(Point annotation dataset records)
● ● ●
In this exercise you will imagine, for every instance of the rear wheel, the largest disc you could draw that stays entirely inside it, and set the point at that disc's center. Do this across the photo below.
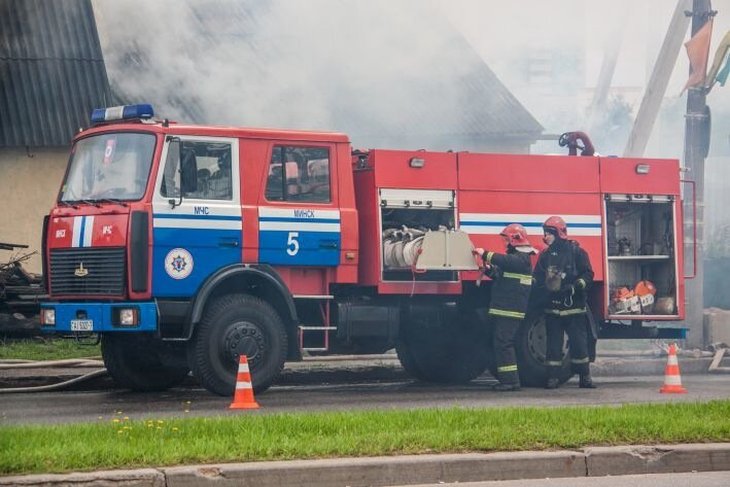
(433, 351)
(135, 362)
(530, 346)
(232, 326)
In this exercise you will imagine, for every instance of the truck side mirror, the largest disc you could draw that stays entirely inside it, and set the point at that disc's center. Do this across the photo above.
(172, 165)
(188, 172)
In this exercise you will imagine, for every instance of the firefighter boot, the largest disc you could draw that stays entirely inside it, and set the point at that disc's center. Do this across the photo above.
(586, 382)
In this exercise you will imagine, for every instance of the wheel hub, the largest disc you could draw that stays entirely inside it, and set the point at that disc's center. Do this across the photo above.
(244, 338)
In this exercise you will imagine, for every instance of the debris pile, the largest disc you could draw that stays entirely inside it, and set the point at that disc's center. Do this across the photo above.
(20, 294)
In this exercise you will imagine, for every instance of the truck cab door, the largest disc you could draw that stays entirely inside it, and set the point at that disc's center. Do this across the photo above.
(197, 224)
(299, 220)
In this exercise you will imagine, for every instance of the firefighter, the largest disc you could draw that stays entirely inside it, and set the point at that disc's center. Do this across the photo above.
(511, 273)
(562, 276)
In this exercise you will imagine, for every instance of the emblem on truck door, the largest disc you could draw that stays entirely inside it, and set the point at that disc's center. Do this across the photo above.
(81, 271)
(178, 263)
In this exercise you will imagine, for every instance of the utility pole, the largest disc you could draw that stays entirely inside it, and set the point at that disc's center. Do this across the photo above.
(696, 144)
(656, 88)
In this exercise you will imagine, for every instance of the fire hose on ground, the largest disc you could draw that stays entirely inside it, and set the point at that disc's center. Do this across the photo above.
(31, 364)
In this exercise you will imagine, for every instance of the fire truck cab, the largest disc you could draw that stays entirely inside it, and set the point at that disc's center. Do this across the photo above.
(183, 247)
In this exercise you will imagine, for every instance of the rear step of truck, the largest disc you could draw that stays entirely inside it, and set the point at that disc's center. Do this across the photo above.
(324, 330)
(310, 330)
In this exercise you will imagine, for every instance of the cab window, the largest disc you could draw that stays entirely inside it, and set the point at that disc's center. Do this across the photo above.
(299, 174)
(208, 164)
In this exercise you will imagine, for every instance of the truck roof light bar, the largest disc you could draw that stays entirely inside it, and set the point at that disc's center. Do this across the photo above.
(124, 112)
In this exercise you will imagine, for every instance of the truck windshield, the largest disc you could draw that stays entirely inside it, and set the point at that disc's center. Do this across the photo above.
(112, 166)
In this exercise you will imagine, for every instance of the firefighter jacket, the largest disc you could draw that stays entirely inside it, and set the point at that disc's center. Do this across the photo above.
(511, 273)
(563, 274)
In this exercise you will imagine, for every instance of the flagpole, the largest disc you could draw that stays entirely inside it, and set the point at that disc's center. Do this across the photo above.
(696, 145)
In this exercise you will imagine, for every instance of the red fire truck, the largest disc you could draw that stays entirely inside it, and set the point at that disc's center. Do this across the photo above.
(183, 247)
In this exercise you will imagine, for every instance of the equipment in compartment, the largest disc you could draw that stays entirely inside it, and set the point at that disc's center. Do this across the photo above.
(641, 259)
(406, 217)
(401, 246)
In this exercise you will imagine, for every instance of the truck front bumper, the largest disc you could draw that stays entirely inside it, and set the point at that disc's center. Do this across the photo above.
(99, 317)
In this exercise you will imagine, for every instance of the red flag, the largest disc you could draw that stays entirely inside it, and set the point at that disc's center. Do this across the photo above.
(698, 49)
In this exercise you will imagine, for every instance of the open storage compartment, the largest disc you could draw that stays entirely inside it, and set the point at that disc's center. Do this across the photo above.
(641, 278)
(405, 216)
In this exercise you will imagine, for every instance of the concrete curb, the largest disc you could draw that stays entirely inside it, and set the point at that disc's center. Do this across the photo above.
(412, 469)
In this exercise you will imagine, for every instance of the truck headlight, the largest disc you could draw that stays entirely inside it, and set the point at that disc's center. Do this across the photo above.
(128, 316)
(48, 316)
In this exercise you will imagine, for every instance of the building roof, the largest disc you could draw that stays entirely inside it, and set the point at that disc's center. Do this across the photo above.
(51, 71)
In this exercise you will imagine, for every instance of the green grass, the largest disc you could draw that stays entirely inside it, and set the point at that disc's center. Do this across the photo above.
(40, 348)
(121, 443)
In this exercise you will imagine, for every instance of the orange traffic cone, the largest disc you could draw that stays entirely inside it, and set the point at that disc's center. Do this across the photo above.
(672, 380)
(243, 397)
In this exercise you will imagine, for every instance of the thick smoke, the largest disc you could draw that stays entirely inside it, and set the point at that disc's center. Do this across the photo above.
(348, 66)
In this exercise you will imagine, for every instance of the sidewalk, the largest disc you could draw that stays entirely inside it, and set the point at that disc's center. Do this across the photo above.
(411, 469)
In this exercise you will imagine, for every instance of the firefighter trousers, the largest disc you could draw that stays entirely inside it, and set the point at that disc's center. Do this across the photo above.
(575, 326)
(504, 348)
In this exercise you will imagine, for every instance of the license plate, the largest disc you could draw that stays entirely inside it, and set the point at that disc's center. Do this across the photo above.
(82, 325)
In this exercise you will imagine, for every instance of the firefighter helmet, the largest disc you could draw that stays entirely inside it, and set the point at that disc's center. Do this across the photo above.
(557, 225)
(645, 291)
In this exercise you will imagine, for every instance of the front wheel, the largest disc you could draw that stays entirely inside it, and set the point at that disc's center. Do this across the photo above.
(530, 347)
(232, 326)
(135, 362)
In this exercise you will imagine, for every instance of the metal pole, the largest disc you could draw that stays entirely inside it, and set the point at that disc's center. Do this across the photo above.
(694, 161)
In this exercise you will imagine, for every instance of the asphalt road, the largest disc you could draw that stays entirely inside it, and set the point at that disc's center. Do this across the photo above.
(84, 406)
(697, 479)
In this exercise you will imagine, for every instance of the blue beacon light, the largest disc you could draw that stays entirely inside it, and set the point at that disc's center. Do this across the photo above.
(124, 112)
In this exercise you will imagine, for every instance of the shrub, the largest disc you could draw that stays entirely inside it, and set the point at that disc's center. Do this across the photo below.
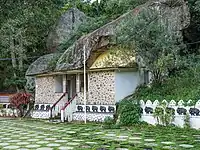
(163, 115)
(19, 101)
(110, 123)
(187, 121)
(129, 112)
(183, 84)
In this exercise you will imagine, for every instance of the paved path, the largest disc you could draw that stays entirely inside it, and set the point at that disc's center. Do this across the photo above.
(37, 135)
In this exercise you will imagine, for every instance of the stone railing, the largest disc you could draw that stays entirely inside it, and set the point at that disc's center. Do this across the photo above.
(180, 109)
(96, 113)
(6, 110)
(41, 111)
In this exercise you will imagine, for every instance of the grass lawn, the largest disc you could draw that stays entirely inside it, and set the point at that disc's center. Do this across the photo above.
(40, 135)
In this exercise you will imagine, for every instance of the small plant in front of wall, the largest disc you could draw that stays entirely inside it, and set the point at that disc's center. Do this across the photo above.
(187, 121)
(163, 114)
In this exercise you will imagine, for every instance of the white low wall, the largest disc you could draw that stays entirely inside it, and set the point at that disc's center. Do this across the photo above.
(93, 117)
(7, 112)
(179, 118)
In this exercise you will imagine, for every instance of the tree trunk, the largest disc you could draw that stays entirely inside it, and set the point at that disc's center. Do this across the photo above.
(13, 57)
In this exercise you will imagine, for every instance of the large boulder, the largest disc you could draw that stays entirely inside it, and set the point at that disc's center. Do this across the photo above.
(173, 12)
(65, 27)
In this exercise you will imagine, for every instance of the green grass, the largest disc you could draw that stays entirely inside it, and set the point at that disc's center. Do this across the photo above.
(136, 137)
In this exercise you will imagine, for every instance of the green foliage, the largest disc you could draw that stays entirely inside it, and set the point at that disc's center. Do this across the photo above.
(156, 46)
(52, 63)
(24, 26)
(182, 84)
(187, 121)
(109, 123)
(163, 115)
(129, 112)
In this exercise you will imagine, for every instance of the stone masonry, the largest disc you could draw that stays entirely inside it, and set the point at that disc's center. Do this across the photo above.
(45, 90)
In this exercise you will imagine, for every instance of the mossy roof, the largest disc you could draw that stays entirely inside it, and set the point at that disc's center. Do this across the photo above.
(44, 64)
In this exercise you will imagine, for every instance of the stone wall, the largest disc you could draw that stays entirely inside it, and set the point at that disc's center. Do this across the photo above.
(101, 90)
(45, 90)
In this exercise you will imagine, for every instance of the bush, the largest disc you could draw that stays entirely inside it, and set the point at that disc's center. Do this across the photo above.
(129, 112)
(183, 84)
(19, 101)
(110, 123)
(163, 115)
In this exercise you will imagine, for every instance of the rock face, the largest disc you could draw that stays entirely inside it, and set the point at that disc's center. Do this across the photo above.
(65, 27)
(173, 12)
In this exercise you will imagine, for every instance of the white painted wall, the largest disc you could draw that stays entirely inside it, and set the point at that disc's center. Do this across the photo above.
(125, 83)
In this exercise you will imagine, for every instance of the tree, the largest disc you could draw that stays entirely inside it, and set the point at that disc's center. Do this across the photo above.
(24, 26)
(154, 44)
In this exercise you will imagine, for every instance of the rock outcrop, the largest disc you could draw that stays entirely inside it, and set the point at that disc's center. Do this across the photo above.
(174, 12)
(65, 27)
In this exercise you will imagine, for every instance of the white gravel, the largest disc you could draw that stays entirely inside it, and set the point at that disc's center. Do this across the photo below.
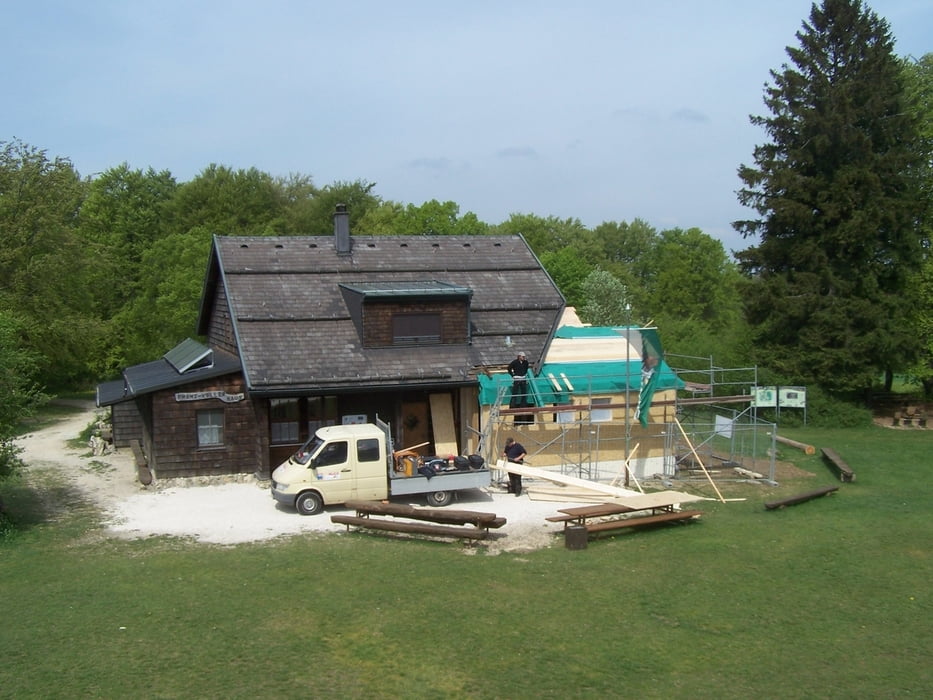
● ● ●
◆ GIVEN REQUEST
Quote exactly the lines from the line that contains "the white painted" through the last line of the listing, please, leaving out all pictures.

◆ RESULT FOR THIS EXERCISE
In this exercise you will imagine, for every instance of the white painted wall, the largest disc you could draw that stays entirely inside it, and set the point at that disc's center. Do this across the photo above.
(125, 83)
In this exercise you will imagine, for every instance of the tree, the largest disc you could draw that stays entirely inside it, and set the point at that disc's center. Do this across the photo above.
(24, 26)
(154, 44)
In this exercise you will imagine, for every instance of the rock outcrop, the largest disc you could draw that stays entirely inside it, and set the point at that disc's center. Do this across the photo above.
(174, 12)
(65, 27)
In this exercise you will imagine, for every instance of the white gravel, the largest disc you could draw that stays entirely inside it, and set the point at that disc's center. Do this across the photo below.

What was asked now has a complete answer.